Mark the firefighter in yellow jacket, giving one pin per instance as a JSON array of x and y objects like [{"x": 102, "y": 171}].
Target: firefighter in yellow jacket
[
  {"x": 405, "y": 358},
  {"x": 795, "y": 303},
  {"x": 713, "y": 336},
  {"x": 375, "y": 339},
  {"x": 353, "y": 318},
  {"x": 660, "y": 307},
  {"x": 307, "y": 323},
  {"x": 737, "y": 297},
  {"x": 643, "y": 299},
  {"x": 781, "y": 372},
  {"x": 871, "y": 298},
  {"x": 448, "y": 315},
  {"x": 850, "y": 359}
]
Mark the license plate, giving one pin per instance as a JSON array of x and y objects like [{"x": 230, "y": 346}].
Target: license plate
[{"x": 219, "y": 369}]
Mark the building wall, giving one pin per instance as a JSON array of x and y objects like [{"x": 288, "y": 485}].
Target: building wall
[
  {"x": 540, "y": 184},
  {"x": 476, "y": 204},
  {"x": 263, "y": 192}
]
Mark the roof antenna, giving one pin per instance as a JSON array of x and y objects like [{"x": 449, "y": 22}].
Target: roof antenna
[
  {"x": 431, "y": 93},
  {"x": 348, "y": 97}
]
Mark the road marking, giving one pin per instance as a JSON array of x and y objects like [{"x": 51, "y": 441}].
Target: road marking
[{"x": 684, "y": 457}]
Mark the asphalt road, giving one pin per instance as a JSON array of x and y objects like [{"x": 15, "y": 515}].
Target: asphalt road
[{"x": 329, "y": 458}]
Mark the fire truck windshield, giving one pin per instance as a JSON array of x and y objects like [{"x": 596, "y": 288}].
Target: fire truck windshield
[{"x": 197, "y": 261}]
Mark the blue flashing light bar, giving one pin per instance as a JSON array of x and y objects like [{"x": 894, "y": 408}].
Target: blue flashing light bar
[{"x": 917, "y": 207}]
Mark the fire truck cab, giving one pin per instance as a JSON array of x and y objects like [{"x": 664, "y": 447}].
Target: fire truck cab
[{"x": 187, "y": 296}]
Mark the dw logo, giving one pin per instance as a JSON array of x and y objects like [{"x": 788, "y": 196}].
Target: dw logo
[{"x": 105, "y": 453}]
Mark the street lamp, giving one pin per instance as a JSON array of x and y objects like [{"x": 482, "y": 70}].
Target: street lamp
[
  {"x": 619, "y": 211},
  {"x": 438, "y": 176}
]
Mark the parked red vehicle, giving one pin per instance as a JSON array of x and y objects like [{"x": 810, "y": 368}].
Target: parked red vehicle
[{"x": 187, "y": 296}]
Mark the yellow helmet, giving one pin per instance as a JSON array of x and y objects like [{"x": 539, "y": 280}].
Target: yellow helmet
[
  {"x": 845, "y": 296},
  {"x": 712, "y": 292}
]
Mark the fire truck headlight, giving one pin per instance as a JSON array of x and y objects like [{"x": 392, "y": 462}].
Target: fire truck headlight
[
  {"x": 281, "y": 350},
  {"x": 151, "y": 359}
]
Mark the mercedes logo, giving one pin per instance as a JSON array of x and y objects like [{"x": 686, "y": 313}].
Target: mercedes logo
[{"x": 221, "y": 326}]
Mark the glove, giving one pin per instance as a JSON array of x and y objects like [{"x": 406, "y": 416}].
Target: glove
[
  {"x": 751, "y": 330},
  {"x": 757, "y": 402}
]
========
### Set exercise
Rewrite all of the records above, changing every "fire truck" to "fire engine" and leaving everything else as it is.

### Result of this exercise
Mark the firefighter in yellow jacket, giving one pin per instance as a JSON array of x and y objects like [{"x": 102, "y": 171}].
Target: firefighter in yellow jacket
[
  {"x": 405, "y": 358},
  {"x": 795, "y": 303},
  {"x": 713, "y": 336},
  {"x": 375, "y": 339},
  {"x": 353, "y": 318},
  {"x": 660, "y": 307},
  {"x": 307, "y": 323},
  {"x": 737, "y": 297},
  {"x": 643, "y": 299},
  {"x": 781, "y": 372},
  {"x": 871, "y": 298},
  {"x": 448, "y": 315},
  {"x": 850, "y": 359}
]
Mark the license plate, giving one pin per instance as a JSON array of x and y objects like [{"x": 230, "y": 346}].
Target: license plate
[{"x": 219, "y": 369}]
Mark the building wall, giving one pin per instance as a JSON array of x and y objects like [{"x": 288, "y": 485}].
Target: building wall
[
  {"x": 540, "y": 184},
  {"x": 476, "y": 204},
  {"x": 263, "y": 192}
]
Mark the roof antenna, giving one pin per instance as a JSON array of x and y objects like [{"x": 449, "y": 22}].
Target: roof antenna
[
  {"x": 431, "y": 93},
  {"x": 348, "y": 97}
]
Mark the road marking, giving one pin per instance as a JSON array of x and y objects like [{"x": 51, "y": 441}].
Target: road marking
[{"x": 684, "y": 457}]
Mark the asphalt road, giving one pin per instance as a JSON array of x and y objects like [{"x": 15, "y": 515}].
Target: asphalt road
[{"x": 329, "y": 458}]
Mark the fire engine windshield, giving one pin per instance as a JSON array of x and y objects like [{"x": 596, "y": 288}].
Target: fire engine windshield
[{"x": 197, "y": 261}]
Mark the blue flashing light bar, giving one pin per instance as a JSON array of x and y objects like [{"x": 894, "y": 408}].
Target: blue flashing light bar
[{"x": 917, "y": 207}]
Mark the fire engine cab, giving one pin per instance as a JSON array of x and y objects like [{"x": 664, "y": 447}].
Target: fire engine cab
[{"x": 187, "y": 296}]
Mark the dw logo, giving one pin per instance as a JSON array of x and y objects like [{"x": 788, "y": 196}].
Target: dw logo
[{"x": 105, "y": 453}]
Mark the street lamp, giving one pin per instance as a JSON array of x and y objects like [{"x": 482, "y": 70}].
Target: street lamp
[
  {"x": 619, "y": 211},
  {"x": 438, "y": 176}
]
Mark the parked red vehicle, giving one pin per instance as a JSON array of x and y objects like [{"x": 810, "y": 368}].
Target: parked red vehicle
[{"x": 187, "y": 296}]
Mark the yellow helmet, giving one pin per instance as a JSON array of x and y objects like [{"x": 539, "y": 280}].
Target: yellow helmet
[
  {"x": 845, "y": 296},
  {"x": 712, "y": 292}
]
Mark the fire engine headlight, giving one pin per instance as a JSON array of x and y objects like [{"x": 392, "y": 462}].
Target: fire engine headlight
[
  {"x": 281, "y": 350},
  {"x": 151, "y": 359}
]
Mark the mercedes logo, giving one pin per instance as a JSON array of x and y objects like [{"x": 686, "y": 313}].
Target: mercedes logo
[{"x": 221, "y": 326}]
Mark the glove, giving one pin per instance as a JSON array of x and y objects like [{"x": 406, "y": 416}].
Target: glove
[
  {"x": 751, "y": 330},
  {"x": 757, "y": 402}
]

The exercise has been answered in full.